(Stored data entries)
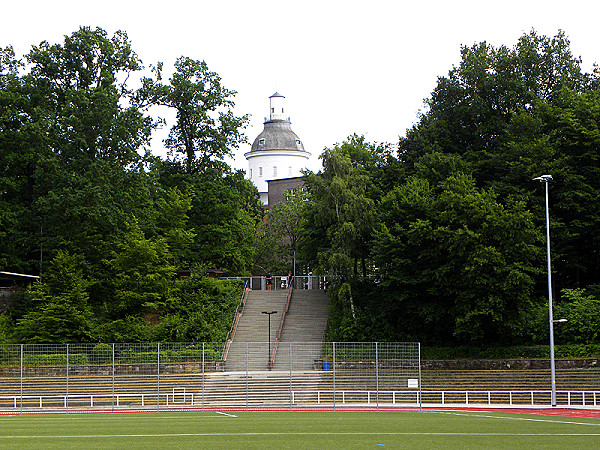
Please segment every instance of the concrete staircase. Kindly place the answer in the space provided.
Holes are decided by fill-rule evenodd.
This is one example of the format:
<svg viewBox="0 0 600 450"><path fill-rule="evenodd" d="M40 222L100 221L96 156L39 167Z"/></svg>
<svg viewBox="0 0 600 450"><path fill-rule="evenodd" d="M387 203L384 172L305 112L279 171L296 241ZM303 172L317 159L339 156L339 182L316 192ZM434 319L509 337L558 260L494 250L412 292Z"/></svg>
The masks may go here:
<svg viewBox="0 0 600 450"><path fill-rule="evenodd" d="M250 291L229 347L225 370L229 372L268 370L270 349L269 317L271 315L271 345L275 342L281 315L287 302L287 290ZM247 352L247 355L246 355ZM246 367L248 356L248 367Z"/></svg>
<svg viewBox="0 0 600 450"><path fill-rule="evenodd" d="M275 370L314 370L322 359L323 339L327 328L327 292L295 290L285 317L273 364ZM298 345L294 345L298 343ZM292 356L290 359L290 350Z"/></svg>

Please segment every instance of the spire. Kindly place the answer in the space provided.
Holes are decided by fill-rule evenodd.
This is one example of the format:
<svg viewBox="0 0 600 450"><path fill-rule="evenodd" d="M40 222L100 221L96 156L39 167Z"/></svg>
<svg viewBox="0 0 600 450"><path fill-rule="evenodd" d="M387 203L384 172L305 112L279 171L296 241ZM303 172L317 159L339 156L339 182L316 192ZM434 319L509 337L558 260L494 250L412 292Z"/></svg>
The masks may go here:
<svg viewBox="0 0 600 450"><path fill-rule="evenodd" d="M281 95L279 92L275 92L273 95L269 97L269 121L287 121L289 122L289 117L285 116L284 111L285 104L285 96Z"/></svg>

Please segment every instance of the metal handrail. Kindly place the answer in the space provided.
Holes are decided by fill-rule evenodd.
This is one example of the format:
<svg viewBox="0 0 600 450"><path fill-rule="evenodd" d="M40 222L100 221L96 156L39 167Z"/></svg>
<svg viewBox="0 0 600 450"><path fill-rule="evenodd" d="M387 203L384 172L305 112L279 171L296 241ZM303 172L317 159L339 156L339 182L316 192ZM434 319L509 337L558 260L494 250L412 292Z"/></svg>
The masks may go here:
<svg viewBox="0 0 600 450"><path fill-rule="evenodd" d="M285 322L285 316L290 309L290 302L292 300L292 291L293 287L291 285L288 286L288 295L287 302L285 303L285 309L283 314L281 314L281 321L279 322L279 330L277 331L277 337L275 338L275 342L273 342L273 349L271 350L271 358L269 358L269 369L273 368L273 362L275 361L275 353L277 352L277 344L279 343L279 339L281 338L281 331L283 330L283 323Z"/></svg>
<svg viewBox="0 0 600 450"><path fill-rule="evenodd" d="M240 316L242 315L242 311L244 310L244 306L246 305L246 299L248 298L249 290L250 288L248 287L248 282L244 281L244 292L242 293L242 298L240 299L237 307L235 308L235 316L233 319L233 323L231 324L231 328L227 333L227 339L225 339L225 346L223 347L223 361L227 361L227 353L229 352L229 346L231 345L231 341L233 341L233 337L235 336L235 330L240 320Z"/></svg>

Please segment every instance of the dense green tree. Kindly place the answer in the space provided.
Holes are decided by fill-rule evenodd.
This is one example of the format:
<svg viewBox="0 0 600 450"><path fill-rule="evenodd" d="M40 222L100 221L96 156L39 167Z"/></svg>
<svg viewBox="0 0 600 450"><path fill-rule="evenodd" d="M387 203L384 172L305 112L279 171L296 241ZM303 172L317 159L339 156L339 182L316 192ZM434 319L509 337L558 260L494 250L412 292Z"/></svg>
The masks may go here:
<svg viewBox="0 0 600 450"><path fill-rule="evenodd" d="M375 255L383 285L397 293L398 325L438 344L527 338L541 250L522 202L504 206L454 175L437 188L411 179L380 211Z"/></svg>
<svg viewBox="0 0 600 450"><path fill-rule="evenodd" d="M261 244L263 252L258 255L262 272L271 270L287 273L292 270L299 254L300 241L304 235L304 210L310 203L306 189L298 188L284 192L284 201L268 211Z"/></svg>
<svg viewBox="0 0 600 450"><path fill-rule="evenodd" d="M600 298L598 286L590 289L563 289L562 298L554 306L554 317L567 319L555 327L561 344L600 343ZM547 315L546 315L547 317Z"/></svg>
<svg viewBox="0 0 600 450"><path fill-rule="evenodd" d="M163 238L147 239L137 221L117 245L109 267L115 277L112 315L164 310L175 275L172 257Z"/></svg>
<svg viewBox="0 0 600 450"><path fill-rule="evenodd" d="M369 168L375 146L351 136L325 149L323 169L306 176L312 202L307 210L304 249L322 273L349 280L366 275L374 226L373 183ZM360 269L359 269L360 267Z"/></svg>
<svg viewBox="0 0 600 450"><path fill-rule="evenodd" d="M157 71L133 92L128 80L141 69L127 35L100 28L42 42L25 61L0 50L0 267L46 279L56 255L80 255L82 295L100 322L80 327L81 339L151 338L151 322L168 320L176 268L247 272L252 263L262 208L222 161L247 120L232 114L234 92L189 58L169 84ZM153 106L177 112L167 161L145 152L160 123ZM15 310L23 339L38 339L27 323L79 314L41 289ZM14 325L3 320L4 333Z"/></svg>
<svg viewBox="0 0 600 450"><path fill-rule="evenodd" d="M48 264L43 281L27 291L30 311L17 320L19 342L87 342L92 339L93 314L88 305L81 256L59 252Z"/></svg>
<svg viewBox="0 0 600 450"><path fill-rule="evenodd" d="M540 232L543 189L531 180L552 174L555 289L598 284L597 70L583 72L563 32L550 38L532 31L514 47L484 42L463 47L461 55L400 140L405 174L433 188L453 174L470 174L478 187L493 188L499 203L525 202ZM537 264L544 267L541 255ZM545 278L535 279L532 295L543 297Z"/></svg>
<svg viewBox="0 0 600 450"><path fill-rule="evenodd" d="M61 248L99 263L107 236L132 213L144 217L152 189L138 154L150 119L130 105L123 81L139 60L125 33L81 28L63 44L34 46L23 74L15 66L2 83L11 105L0 124L2 184L12 207L11 245L0 253L33 273Z"/></svg>
<svg viewBox="0 0 600 450"><path fill-rule="evenodd" d="M136 104L176 111L165 140L170 157L154 167L161 184L189 193L187 216L194 236L187 262L247 274L262 209L256 188L224 158L244 142L248 118L233 114L235 91L226 89L204 61L179 58L167 84L161 64L154 75L143 79Z"/></svg>
<svg viewBox="0 0 600 450"><path fill-rule="evenodd" d="M181 57L169 84L162 82L162 64L154 67L155 79L144 78L137 99L141 105L165 106L177 113L165 145L173 160L183 157L185 172L204 172L231 156L244 142L247 116L233 114L235 91L221 84L221 77L206 62Z"/></svg>

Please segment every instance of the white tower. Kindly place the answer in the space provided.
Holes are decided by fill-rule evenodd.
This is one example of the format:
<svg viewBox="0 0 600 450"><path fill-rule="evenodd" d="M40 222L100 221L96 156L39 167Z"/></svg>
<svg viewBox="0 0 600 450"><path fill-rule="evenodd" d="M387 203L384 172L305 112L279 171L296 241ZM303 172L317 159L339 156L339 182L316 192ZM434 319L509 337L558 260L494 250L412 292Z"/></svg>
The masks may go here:
<svg viewBox="0 0 600 450"><path fill-rule="evenodd" d="M249 178L258 188L263 205L268 203L267 181L302 176L310 153L292 131L289 117L285 116L285 97L275 92L269 97L269 120L264 130L244 154L248 160Z"/></svg>

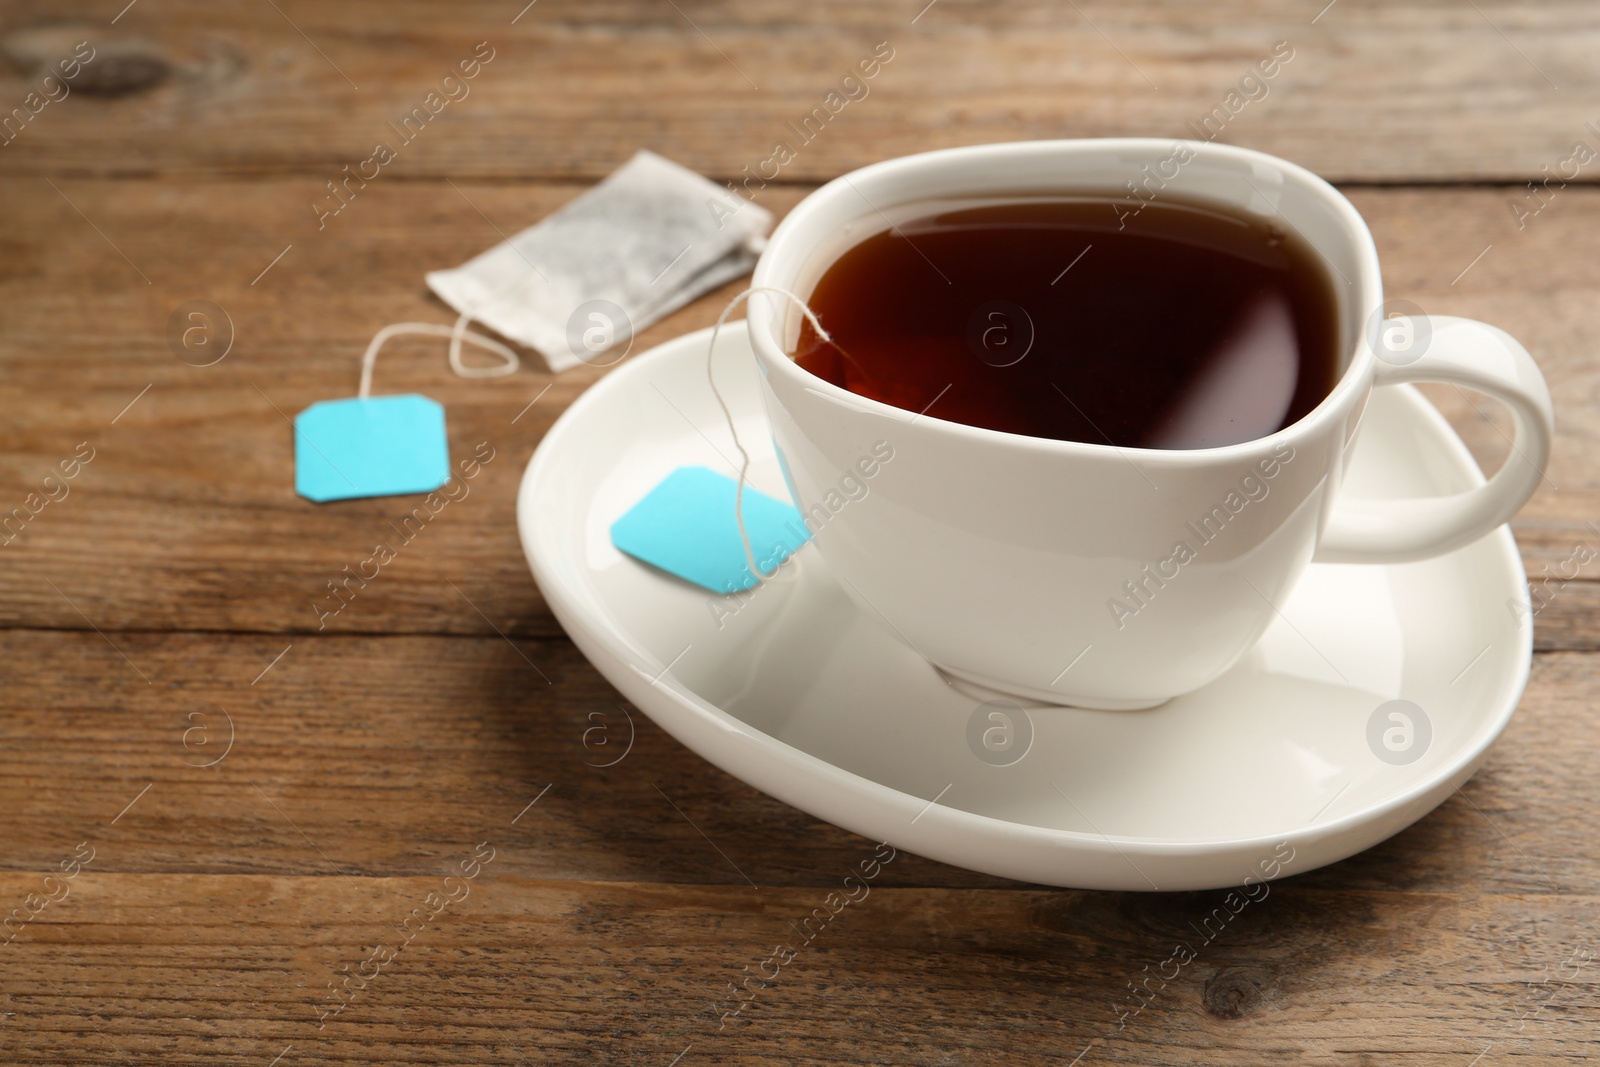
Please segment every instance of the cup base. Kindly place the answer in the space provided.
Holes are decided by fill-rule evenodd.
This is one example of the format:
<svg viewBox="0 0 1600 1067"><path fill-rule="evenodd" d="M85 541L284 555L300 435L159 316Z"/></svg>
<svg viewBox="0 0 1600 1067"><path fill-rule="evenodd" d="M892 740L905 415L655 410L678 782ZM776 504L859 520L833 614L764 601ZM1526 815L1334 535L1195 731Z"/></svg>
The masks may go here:
<svg viewBox="0 0 1600 1067"><path fill-rule="evenodd" d="M1145 711L1149 708L1159 708L1172 699L1161 697L1157 700L1117 700L1111 697L1075 697L1069 693L1058 693L1050 689L1029 689L996 682L992 678L956 670L954 667L942 667L937 663L933 664L933 669L944 677L952 689L974 700L1014 700L1032 707L1087 708L1091 711Z"/></svg>

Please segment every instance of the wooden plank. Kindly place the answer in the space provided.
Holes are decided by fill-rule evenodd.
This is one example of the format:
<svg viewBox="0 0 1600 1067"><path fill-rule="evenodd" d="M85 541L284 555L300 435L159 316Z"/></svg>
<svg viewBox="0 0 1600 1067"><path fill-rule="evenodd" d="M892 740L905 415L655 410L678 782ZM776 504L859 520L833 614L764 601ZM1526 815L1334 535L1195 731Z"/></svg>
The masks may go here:
<svg viewBox="0 0 1600 1067"><path fill-rule="evenodd" d="M76 42L106 58L81 92L39 108L0 152L0 173L290 171L306 175L309 198L378 140L394 142L391 168L410 178L577 180L640 146L732 178L794 141L779 178L815 182L947 145L1193 136L1218 108L1220 139L1342 181L1521 183L1575 141L1600 147L1585 131L1600 118L1587 103L1600 11L1576 0L173 0L112 25L123 7L41 26L20 0L0 5L13 27L0 38L6 112L39 88L37 66ZM494 58L451 90L466 95L399 143L389 123L424 106L480 41ZM1293 58L1264 85L1245 83L1254 99L1240 93L1279 41ZM849 89L854 102L829 102L880 43L889 65ZM820 132L789 132L815 108ZM1581 178L1594 180L1592 167Z"/></svg>
<svg viewBox="0 0 1600 1067"><path fill-rule="evenodd" d="M570 649L525 646L557 672L550 699L498 639L303 639L252 689L264 639L121 636L154 686L121 684L93 634L0 635L0 902L37 911L0 945L7 1062L367 1062L380 1043L432 1064L1593 1052L1589 656L1539 658L1439 811L1226 923L1221 893L1047 890L899 854L798 928L872 845L642 719L623 762L582 766L583 711L605 698ZM210 754L182 744L185 709L213 702L237 742L186 766ZM44 881L74 856L91 858ZM779 945L794 957L764 967ZM347 973L370 980L331 993ZM755 973L770 980L725 1019L727 984Z"/></svg>
<svg viewBox="0 0 1600 1067"><path fill-rule="evenodd" d="M495 869L535 842L500 835L493 847L478 879L460 883L467 895L455 890L409 940L396 926L450 892L442 871L350 883L87 870L6 950L28 968L7 990L7 1057L349 1063L372 1062L376 1046L384 1062L416 1064L1082 1054L1446 1067L1485 1049L1539 1063L1593 1052L1592 935L1569 931L1594 896L1287 884L1207 944L1192 931L1222 907L1217 895L881 888L806 945L796 924L823 907L819 889L752 899L541 882ZM0 893L37 880L7 876ZM1129 984L1176 944L1195 957L1152 980L1133 1014ZM775 948L795 955L775 976L766 965L771 980L752 979L748 1006L725 1020L728 983L757 975Z"/></svg>
<svg viewBox="0 0 1600 1067"><path fill-rule="evenodd" d="M13 209L0 267L0 513L39 491L81 442L95 458L70 496L4 547L12 565L0 568L0 625L108 631L315 631L327 582L370 555L416 501L296 497L287 417L351 395L360 353L382 325L447 321L424 270L462 262L498 240L497 228L520 228L578 192L374 183L319 234L300 220L291 179L57 184L60 193L39 179L0 180ZM781 212L803 192L776 190L768 203ZM1600 226L1600 192L1563 192L1520 232L1501 190L1351 195L1377 234L1393 295L1504 326L1550 379L1559 424L1550 484L1516 525L1530 573L1559 569L1577 542L1600 547L1586 525L1600 525L1590 327L1600 264L1571 240ZM709 325L737 288L645 331L635 352ZM210 367L180 361L167 338L172 311L201 298L226 309L237 335ZM327 625L554 635L521 558L513 502L544 431L603 372L552 380L530 357L510 378L463 381L439 349L396 342L377 390L436 397L454 454L489 442L495 458L467 499ZM1503 457L1508 431L1492 405L1453 389L1433 396L1485 463ZM117 565L100 564L108 558ZM1600 593L1587 584L1597 573L1585 567L1541 612L1541 647L1600 647L1590 610Z"/></svg>
<svg viewBox="0 0 1600 1067"><path fill-rule="evenodd" d="M502 869L535 879L820 885L867 845L713 769L565 641L13 630L0 662L0 870L52 866L113 820L117 869L143 873L422 875L519 816L539 847ZM1597 669L1540 656L1463 795L1307 877L1600 893L1574 817L1600 803ZM1008 884L912 858L885 877Z"/></svg>

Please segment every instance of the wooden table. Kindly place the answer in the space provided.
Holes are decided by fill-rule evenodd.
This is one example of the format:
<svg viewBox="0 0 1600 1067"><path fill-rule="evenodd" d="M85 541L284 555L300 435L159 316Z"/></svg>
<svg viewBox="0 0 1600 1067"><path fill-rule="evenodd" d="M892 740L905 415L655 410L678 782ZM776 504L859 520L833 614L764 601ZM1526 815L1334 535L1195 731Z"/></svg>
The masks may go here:
<svg viewBox="0 0 1600 1067"><path fill-rule="evenodd" d="M379 391L437 398L455 454L488 441L496 458L321 631L326 583L410 502L298 498L287 417L351 395L378 327L447 320L424 270L639 147L739 176L879 42L894 58L870 95L766 206L931 147L1183 136L1286 41L1219 139L1339 183L1392 295L1537 355L1560 438L1516 534L1539 578L1600 543L1600 160L1526 185L1576 144L1600 151L1600 8L524 3L0 3L0 113L42 65L94 49L0 146L0 512L56 497L0 554L0 911L28 920L0 944L0 1060L1490 1067L1597 1050L1593 565L1539 614L1527 695L1476 778L1276 886L1127 1025L1129 984L1219 894L1061 891L903 855L723 1026L728 983L872 844L638 714L626 759L589 765L585 731L618 721L617 698L529 577L512 505L603 372L469 382L435 342L396 342ZM470 95L319 228L325 183L479 42L493 58ZM192 300L231 322L211 365L175 355L169 317ZM1498 462L1501 413L1432 395Z"/></svg>

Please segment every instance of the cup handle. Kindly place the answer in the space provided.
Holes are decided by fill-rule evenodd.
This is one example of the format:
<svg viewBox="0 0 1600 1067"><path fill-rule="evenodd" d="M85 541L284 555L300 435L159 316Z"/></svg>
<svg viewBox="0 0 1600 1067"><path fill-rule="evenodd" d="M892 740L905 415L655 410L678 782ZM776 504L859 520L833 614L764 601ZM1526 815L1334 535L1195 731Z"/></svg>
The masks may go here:
<svg viewBox="0 0 1600 1067"><path fill-rule="evenodd" d="M1489 483L1454 496L1362 500L1341 496L1318 543L1319 563L1406 563L1470 544L1508 521L1544 476L1555 416L1544 375L1516 339L1494 326L1453 315L1414 316L1411 347L1400 364L1380 356L1374 386L1447 382L1487 393L1511 410L1516 439Z"/></svg>

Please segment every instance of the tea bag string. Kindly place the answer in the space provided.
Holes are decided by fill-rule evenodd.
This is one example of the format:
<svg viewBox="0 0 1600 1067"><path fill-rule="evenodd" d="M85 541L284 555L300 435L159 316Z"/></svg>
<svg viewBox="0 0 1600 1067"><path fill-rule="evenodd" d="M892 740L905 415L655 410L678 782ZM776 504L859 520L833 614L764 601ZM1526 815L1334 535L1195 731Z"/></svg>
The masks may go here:
<svg viewBox="0 0 1600 1067"><path fill-rule="evenodd" d="M722 417L728 422L728 432L733 435L733 447L739 450L739 482L733 491L733 517L739 524L739 541L744 546L745 563L750 568L750 573L756 581L765 583L778 573L778 568L783 566L782 561L774 564L772 570L763 571L756 565L755 553L750 550L750 534L744 526L744 483L750 473L750 453L745 451L744 443L739 440L739 428L733 423L733 412L728 407L728 402L723 399L722 390L717 388L716 376L712 373L712 360L717 353L717 336L722 332L723 323L728 321L728 316L733 314L733 309L748 300L754 293L777 293L786 298L790 306L800 309L811 328L816 331L817 337L826 343L839 348L838 342L822 328L822 323L817 320L816 312L812 311L806 302L787 289L779 289L772 285L751 286L732 300L722 309L722 314L717 316L717 324L711 328L711 343L706 346L706 380L711 383L711 392L717 398L717 405L722 408ZM840 352L844 349L840 348Z"/></svg>
<svg viewBox="0 0 1600 1067"><path fill-rule="evenodd" d="M450 339L450 369L462 378L502 378L507 374L515 374L522 361L510 348L496 341L494 338L474 330L467 329L472 321L471 310L463 311L456 319L454 326L444 326L434 322L395 322L373 335L367 344L367 351L361 357L361 387L356 391L356 396L365 398L372 393L372 368L378 362L378 350L384 342L391 337L403 335L422 335L426 337L448 337ZM491 363L487 367L469 367L461 361L461 343L463 341L477 345L488 352L493 352L500 357L501 362Z"/></svg>

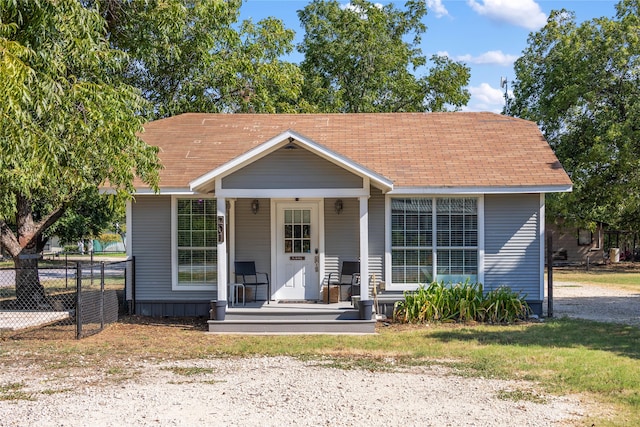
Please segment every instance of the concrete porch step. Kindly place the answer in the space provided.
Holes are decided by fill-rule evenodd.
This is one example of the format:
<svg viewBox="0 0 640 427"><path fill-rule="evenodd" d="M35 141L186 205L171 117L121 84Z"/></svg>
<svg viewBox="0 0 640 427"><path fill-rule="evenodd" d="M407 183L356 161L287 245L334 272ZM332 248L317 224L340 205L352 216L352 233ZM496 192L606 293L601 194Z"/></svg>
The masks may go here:
<svg viewBox="0 0 640 427"><path fill-rule="evenodd" d="M209 320L213 334L375 334L375 320Z"/></svg>
<svg viewBox="0 0 640 427"><path fill-rule="evenodd" d="M373 334L375 320L360 320L351 304L262 304L230 307L225 320L209 320L217 334Z"/></svg>

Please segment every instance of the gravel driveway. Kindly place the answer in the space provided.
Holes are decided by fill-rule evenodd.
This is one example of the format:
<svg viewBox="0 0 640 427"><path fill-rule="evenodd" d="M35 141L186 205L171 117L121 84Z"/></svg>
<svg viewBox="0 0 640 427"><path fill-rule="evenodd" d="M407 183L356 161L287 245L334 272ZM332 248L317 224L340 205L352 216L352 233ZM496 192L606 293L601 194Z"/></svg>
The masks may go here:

** What to do **
Each line in the data that holds the string "wooden" needs to be copied.

** Answer space **
Please segment every instance of the wooden plank. Kindly place the answer in the space provided.
Please segment every instance of the wooden table. Kindly place the answer in the space provided.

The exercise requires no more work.